## Extrait fourni

+++

L’Afrique : victime collatérale ou acteur stratégique ?
1. Marginalisation des exportations africaines
La guerre tarifaire frappe l’Afrique de plein fouet, notamment via la baisse de la demande mondiale pour ses matières premières (pétrole, minerais, cacao, coton, etc.). Les chaînes de valeur mondiales sont perturbées : retards logistiques, hausse des coûts d’importation, volatilité des devises. Les pays à forte extraversion pétrolière, comme le Nigeria ou l’Angola, voient leurs recettes chuter, tandis que les économies plus diversifiées résistent mieux678.
2. Risque d’exclusion des marchés
La montée du protectionnisme menace l’accès des produits africains aux marchés américains, européens et asiatiques. Les accords préférentiels sont remis en cause, rendant plus difficile la conquête de nouveaux débouchés pour les PME africaines. L’instabilité des règles du jeu décourage les investissements étrangers directs et accentue la volatilité des marchés financiers africains.
3. Inflation et tensions sociales
La hausse des droits de douane sur les produits importés se répercute sur les prix à la consommation, aggravant l’inflation déjà persistante sur le continent. Les ménages, confrontés à la flambée des prix alimentaires et énergétiques, voient leur pouvoir d’achat s’éroder. Cette pression alimente les tensions sociales et les risques de troubles politiques dans plusieurs pays.

+++

## Tâche A
Dans le texte sur l'Afrique face à la guerre tarifaire, recopiez le passage allant de "2. Risque d’exclusion" jusqu'à "marchés financiers africains." en remplaçant "protectionnisme" par "repli commercial".
## Tâche B
D'après le texte sur l'Afrique face à la guerre tarifaire, quel type d'investissements l'instabilité des règles du jeu décourage-t-elle ?
## Tâche C
Poursuivez le texte sur l'Afrique face à la guerre tarifaire à partir de l'endroit où il s'arrête.

[Entrées enregistrées]

+++

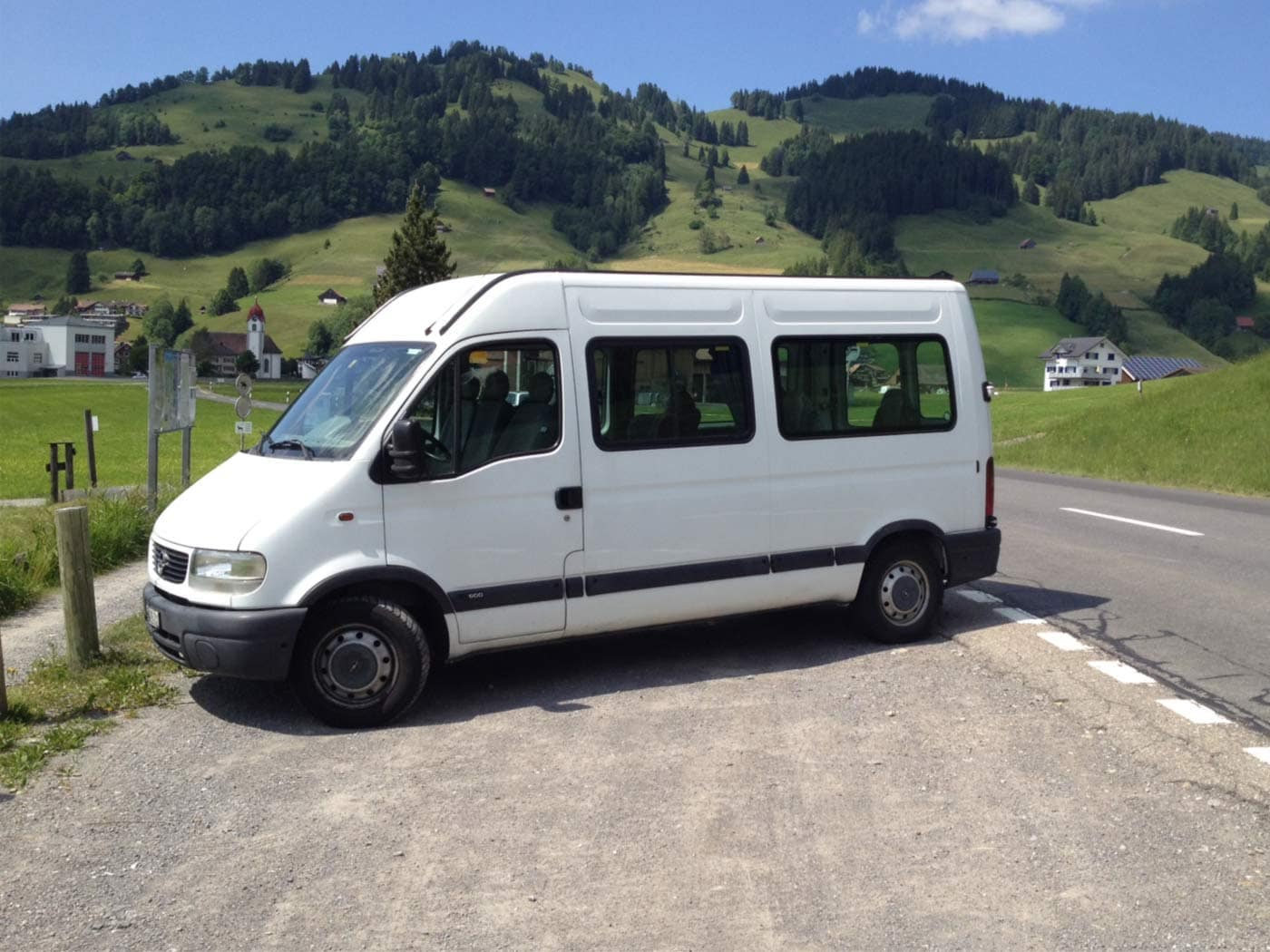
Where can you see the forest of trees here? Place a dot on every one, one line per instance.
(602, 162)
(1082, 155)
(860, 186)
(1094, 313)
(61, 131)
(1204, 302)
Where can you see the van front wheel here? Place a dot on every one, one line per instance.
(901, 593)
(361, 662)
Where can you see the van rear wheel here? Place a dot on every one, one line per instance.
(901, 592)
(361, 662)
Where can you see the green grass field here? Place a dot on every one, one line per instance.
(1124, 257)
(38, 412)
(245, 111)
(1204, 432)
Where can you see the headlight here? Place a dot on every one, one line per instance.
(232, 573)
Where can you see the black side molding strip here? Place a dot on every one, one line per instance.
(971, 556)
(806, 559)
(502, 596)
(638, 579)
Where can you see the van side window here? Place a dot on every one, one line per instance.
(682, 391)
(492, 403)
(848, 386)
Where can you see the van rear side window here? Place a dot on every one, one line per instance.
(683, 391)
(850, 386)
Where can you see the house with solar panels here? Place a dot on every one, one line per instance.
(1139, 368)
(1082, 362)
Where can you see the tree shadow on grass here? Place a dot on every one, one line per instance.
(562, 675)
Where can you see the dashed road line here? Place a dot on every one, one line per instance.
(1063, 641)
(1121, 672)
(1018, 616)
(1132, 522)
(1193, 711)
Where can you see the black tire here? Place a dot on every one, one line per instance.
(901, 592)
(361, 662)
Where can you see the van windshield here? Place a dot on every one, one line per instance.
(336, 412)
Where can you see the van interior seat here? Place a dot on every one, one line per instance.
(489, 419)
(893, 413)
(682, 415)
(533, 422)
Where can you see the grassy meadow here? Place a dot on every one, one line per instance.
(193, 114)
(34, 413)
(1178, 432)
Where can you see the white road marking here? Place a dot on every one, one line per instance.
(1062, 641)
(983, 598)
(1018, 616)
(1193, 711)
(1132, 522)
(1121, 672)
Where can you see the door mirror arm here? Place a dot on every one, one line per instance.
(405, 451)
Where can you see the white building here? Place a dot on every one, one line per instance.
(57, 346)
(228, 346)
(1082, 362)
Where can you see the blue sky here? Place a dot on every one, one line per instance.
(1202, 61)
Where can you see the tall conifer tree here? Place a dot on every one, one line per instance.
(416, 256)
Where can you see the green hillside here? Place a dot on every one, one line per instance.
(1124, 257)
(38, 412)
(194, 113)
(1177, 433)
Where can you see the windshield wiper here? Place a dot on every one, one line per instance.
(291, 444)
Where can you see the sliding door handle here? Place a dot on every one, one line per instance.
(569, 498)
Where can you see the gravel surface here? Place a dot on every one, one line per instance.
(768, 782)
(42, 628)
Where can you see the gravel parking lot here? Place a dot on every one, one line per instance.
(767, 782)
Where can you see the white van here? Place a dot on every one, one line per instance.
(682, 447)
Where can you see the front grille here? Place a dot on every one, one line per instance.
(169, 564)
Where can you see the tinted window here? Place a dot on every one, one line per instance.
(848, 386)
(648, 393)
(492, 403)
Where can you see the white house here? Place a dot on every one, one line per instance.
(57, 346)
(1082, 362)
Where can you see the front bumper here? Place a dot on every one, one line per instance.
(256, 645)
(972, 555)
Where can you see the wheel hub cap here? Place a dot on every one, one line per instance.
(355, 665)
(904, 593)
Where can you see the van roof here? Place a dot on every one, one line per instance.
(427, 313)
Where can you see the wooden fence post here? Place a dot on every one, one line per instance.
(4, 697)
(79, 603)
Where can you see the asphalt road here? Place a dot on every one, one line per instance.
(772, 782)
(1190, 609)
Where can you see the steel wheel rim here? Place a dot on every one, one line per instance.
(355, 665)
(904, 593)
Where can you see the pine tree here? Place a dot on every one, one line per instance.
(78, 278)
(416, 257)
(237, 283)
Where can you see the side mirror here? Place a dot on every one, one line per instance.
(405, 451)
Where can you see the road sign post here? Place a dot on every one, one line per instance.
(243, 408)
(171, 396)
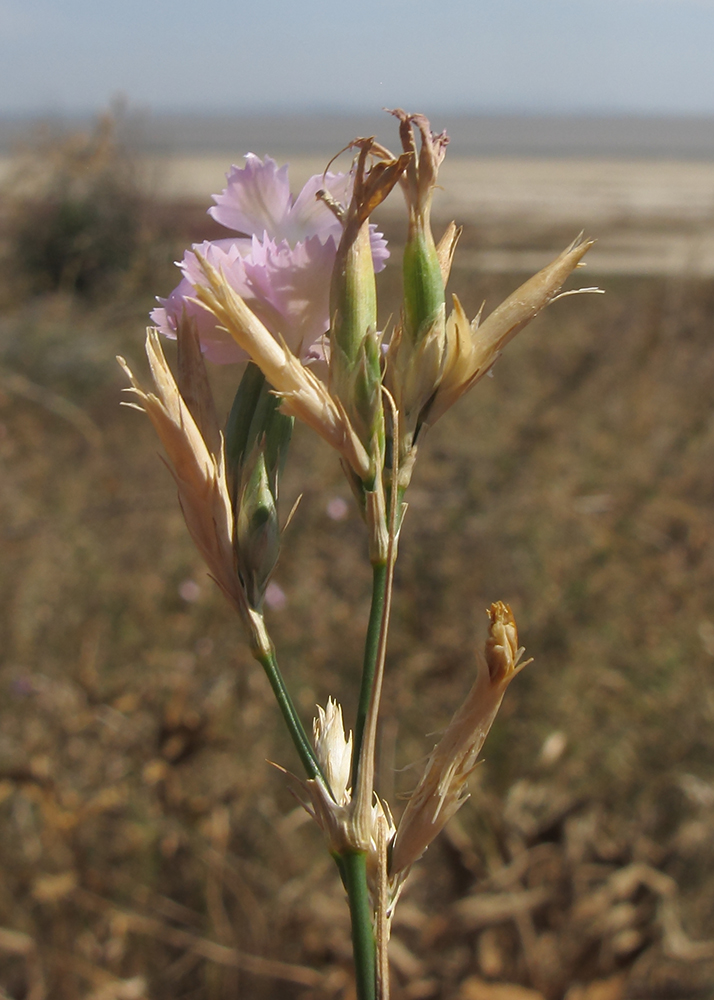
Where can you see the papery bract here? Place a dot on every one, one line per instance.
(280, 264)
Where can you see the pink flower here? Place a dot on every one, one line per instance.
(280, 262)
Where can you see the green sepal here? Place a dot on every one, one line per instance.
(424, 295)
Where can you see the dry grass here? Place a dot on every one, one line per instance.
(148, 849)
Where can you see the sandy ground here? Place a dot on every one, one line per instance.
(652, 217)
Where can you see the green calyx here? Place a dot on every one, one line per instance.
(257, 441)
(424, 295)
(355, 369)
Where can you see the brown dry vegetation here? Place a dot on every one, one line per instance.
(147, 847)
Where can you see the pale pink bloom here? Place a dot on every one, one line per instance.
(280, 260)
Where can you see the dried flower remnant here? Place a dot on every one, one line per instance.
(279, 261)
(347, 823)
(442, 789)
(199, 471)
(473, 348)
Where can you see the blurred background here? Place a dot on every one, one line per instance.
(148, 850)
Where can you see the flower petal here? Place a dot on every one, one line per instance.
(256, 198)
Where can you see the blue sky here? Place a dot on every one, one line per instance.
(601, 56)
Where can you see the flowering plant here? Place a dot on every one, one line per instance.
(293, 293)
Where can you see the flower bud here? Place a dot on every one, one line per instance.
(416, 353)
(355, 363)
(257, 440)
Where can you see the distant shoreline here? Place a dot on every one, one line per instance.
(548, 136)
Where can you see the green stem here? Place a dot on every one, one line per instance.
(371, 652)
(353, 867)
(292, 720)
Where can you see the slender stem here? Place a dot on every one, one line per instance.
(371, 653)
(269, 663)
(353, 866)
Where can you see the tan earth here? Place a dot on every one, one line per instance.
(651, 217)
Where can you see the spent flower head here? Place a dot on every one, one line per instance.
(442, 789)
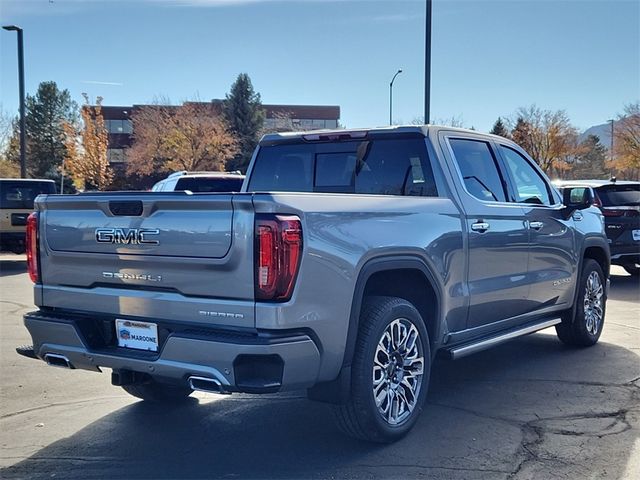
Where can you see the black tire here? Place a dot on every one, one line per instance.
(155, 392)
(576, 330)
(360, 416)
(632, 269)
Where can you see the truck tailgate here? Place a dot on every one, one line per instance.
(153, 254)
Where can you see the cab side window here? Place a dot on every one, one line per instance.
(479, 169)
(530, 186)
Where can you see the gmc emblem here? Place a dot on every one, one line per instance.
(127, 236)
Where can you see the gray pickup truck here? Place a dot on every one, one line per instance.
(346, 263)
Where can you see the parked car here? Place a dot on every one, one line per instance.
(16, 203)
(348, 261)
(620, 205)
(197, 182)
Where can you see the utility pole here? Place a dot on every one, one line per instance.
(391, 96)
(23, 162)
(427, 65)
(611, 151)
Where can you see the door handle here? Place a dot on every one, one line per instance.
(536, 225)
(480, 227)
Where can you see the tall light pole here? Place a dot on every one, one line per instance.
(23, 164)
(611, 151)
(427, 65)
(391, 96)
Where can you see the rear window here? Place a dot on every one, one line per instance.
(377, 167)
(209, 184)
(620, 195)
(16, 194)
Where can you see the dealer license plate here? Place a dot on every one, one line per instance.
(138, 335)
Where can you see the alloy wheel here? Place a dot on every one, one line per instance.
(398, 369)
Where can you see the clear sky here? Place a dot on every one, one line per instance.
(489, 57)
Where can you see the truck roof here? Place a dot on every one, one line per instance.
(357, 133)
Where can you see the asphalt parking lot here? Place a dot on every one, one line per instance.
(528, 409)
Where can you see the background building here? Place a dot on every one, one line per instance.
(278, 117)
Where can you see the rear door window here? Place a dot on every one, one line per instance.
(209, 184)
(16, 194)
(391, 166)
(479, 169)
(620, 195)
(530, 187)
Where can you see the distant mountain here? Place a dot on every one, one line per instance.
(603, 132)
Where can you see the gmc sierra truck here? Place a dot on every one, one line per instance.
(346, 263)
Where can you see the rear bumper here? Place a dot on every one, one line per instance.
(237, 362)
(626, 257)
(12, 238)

+++

## Réponse A
2. Risque d’exclusion des marchés
La montée du repli commercial menace l’accès des produits africains aux marchés américains, européens et asiatiques. Les accords préférentiels sont remis en cause, rendant plus difficile la conquête de nouveaux débouchés pour les PME africaines. L’instabilité des règles du jeu décourage les investissements étrangers directs et accentue la volatilité des marchés financiers africains.

## Réponse B
Les investissements étrangers directs.

## Réponse C
Les opportunités d’une crise mondiale
1. Accélération de l’intégration régionale
Face à la fermeture des marchés mondiaux, l’Afrique accélère la mise en œuvre de la Zone de libre-échange continentale africaine (ZLECAf). Cette dynamique vise à stimuler le commerce intra-africain, à renforcer les chaînes de valeur régionales et à réduire la dépendance vis-à-vis des marchés extérieurs. Les États investissent dans les infrastructures de transport, d’énergie et de logistique pour faciliter la circulation des biens et des personnes.
2. Relocalisation et industrialisation
La crise offre une opportunité de relocaliser certaines activités industrielles sur le continent. Les gouvernements encouragent la transformation locale des matières premières et le développement de filières à forte valeur ajoutée (agroalimentaire, textile, pharmacie, numérique). L’essor des fintechs, des startups et de l’économie numérique permet de contourner certains obstacles traditionnels à l’industrialisation.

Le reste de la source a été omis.